Rewrite every line of the material below as a numbered list, skipping blank lines and omitting the images.

[Some records]
::::::
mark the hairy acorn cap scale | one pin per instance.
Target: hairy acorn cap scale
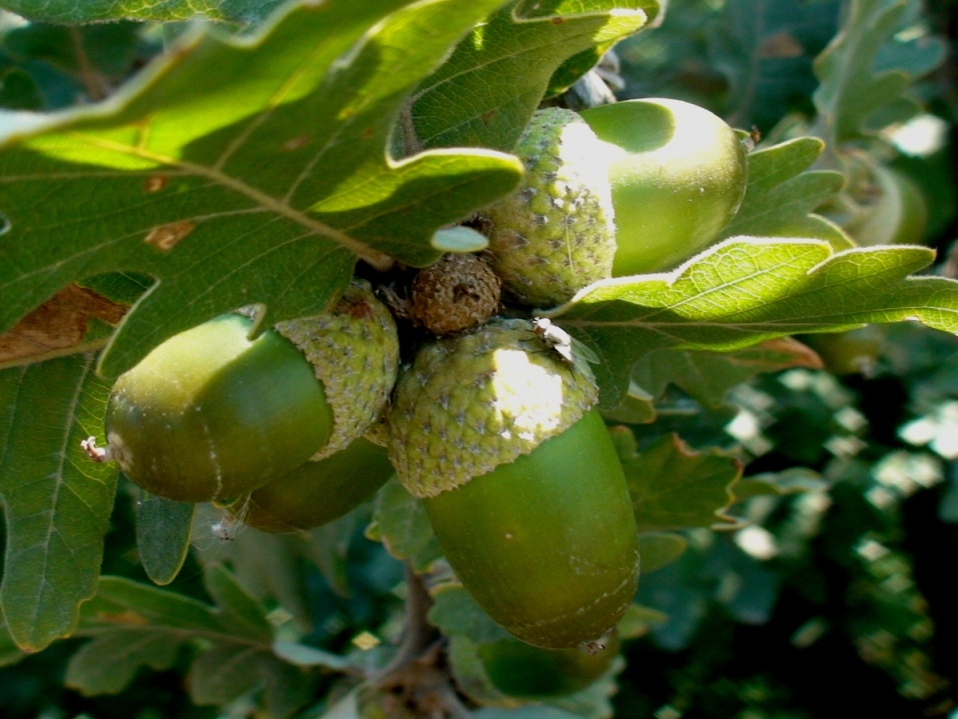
(556, 233)
(471, 403)
(354, 349)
::::::
• EXERCISE RESULT
1. mark the hairy acorn cap scale | one pin per instance.
2. Target: hairy acorn cap scale
3. (556, 233)
4. (471, 403)
5. (354, 349)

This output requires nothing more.